(WORK INSTRUCTIONS)
Can you convert the data below into a two-column CSV with the headers input and output? Give one row for each line of text, with that line in input and the point lines that follow it in output, put every field in quotes, and replace line breaks with spaces.

(ENTRIES)
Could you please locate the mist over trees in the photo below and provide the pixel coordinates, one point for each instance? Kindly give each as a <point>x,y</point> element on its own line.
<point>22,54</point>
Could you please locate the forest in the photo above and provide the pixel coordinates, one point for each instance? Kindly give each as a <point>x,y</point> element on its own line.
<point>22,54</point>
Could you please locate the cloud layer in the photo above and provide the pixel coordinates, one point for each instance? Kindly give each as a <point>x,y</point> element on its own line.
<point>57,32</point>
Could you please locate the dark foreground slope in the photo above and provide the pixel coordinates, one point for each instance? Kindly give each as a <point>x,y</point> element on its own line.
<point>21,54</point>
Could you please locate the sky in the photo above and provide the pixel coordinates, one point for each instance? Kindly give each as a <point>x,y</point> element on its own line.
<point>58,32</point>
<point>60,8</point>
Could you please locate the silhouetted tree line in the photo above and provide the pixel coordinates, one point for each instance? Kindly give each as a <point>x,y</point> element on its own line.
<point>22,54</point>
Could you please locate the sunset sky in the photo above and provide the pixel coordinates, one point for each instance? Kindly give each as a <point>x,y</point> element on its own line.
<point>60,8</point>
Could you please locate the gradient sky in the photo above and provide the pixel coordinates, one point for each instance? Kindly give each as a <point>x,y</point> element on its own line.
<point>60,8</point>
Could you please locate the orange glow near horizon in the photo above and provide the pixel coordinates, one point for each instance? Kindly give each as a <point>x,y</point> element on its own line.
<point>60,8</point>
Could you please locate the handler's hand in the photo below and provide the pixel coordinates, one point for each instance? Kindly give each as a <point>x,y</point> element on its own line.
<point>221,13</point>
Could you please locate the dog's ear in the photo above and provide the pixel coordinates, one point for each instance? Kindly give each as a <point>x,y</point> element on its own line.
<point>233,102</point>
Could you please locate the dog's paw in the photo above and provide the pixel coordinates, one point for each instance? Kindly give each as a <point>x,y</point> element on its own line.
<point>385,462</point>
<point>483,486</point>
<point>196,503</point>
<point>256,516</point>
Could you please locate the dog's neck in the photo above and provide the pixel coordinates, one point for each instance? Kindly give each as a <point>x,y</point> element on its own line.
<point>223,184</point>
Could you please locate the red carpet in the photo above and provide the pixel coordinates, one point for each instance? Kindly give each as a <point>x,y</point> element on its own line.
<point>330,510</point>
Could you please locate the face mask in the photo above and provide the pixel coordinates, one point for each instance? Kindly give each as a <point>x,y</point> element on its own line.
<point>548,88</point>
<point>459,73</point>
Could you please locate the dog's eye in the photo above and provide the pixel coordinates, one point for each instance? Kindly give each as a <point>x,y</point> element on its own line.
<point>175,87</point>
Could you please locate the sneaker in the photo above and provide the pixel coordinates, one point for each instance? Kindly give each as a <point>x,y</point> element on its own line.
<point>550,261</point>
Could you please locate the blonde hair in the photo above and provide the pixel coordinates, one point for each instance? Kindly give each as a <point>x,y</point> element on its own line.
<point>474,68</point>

(WRITTEN SOLUTION)
input,output
"Could you please locate the mist over trees in the photo below and provide the pixel coordinates, one point for each instance? Kindly give each as a <point>x,y</point> element on its own line.","<point>22,54</point>"
"Could you please locate the forest in the photo above and provide the pixel coordinates, one point for each instance? Kindly give each as a <point>x,y</point> element on its own line.","<point>22,54</point>"
"Could you please locate the cloud layer in the photo above and provide the pixel coordinates, one point for each instance? Kindly give each as a <point>x,y</point> element on its own line.","<point>57,32</point>"
"Could you please locate the dark foreground slope in the photo above and provide the pixel coordinates, one point for each instance? Kindly give each as a <point>x,y</point> element on its own line.","<point>21,54</point>"
"Could you please locate the sky in the photo above and provide the pixel coordinates, one point for each instance? Kindly give each as a <point>x,y</point> element on its own line.","<point>58,32</point> <point>60,8</point>"
"Could you please locate the silhouetted tree line in the photo above and provide the pixel coordinates, one point for each instance? Kindly give each as a <point>x,y</point> element on its own line.","<point>22,54</point>"
"Could you please locate the sunset sky in the photo above and provide the pixel coordinates, one point for each instance? Kindly give each as a <point>x,y</point> element on its own line.","<point>60,8</point>"
"Could you please locate the gradient sky in the photo above and provide the pixel coordinates, one point for each instance? Kindly give each as a <point>x,y</point> element on its own line.","<point>60,8</point>"
"Could you please locate the orange glow near horizon in the photo above and provide the pixel coordinates, one point for each instance? Kindly give each as a <point>x,y</point> element on its own line.","<point>60,8</point>"
"Could you please locate the handler's hand in the photo below and provide the pixel coordinates, one point for each instance? Kindly give each as a <point>x,y</point> element on its own line.","<point>221,13</point>"
"Could you please locate the dog's ear in the photo above and provide the pixel coordinates, one point for each instance? Kindly give each as a <point>x,y</point> element on its own line.","<point>233,102</point>"
"Could you please locate the dog's paw in the photo above and provide the pixel coordinates, one point for each instance? Kindly give each as a <point>x,y</point> element on its own line.","<point>385,462</point> <point>483,486</point> <point>196,503</point> <point>256,516</point>"
"Could you please locate the dog's neck in the photo above and provide the pixel coordinates, one point for each instance? Kindly give each as a <point>x,y</point> element on its own line.","<point>223,184</point>"
"Could you please locate the red carpet in the photo above and provide the pixel coordinates, one point for each instance? Kindly give each as a <point>x,y</point> element on its own line.","<point>330,510</point>"
"Could you please locate the face mask in the photo above and provide the pixel coordinates, one point for each instance? Kindly give each as a <point>x,y</point> element on its own line.","<point>548,88</point> <point>459,73</point>"
"Could you please locate the dog's eye in the photo above and provide the pixel coordinates, one point for each instance? Kindly give each as a <point>x,y</point> element on its own line.","<point>175,87</point>"
"Could you please locate the sneaker in the photo above and provide the pixel coordinates, one point for each instance? Kindly give each as a <point>x,y</point> element on its own line.","<point>550,261</point>"
"Could you please locate the blonde hair in the photo above and provide the pixel coordinates, one point for each instance? Kindly give each as a <point>x,y</point> element on its own line.","<point>474,68</point>"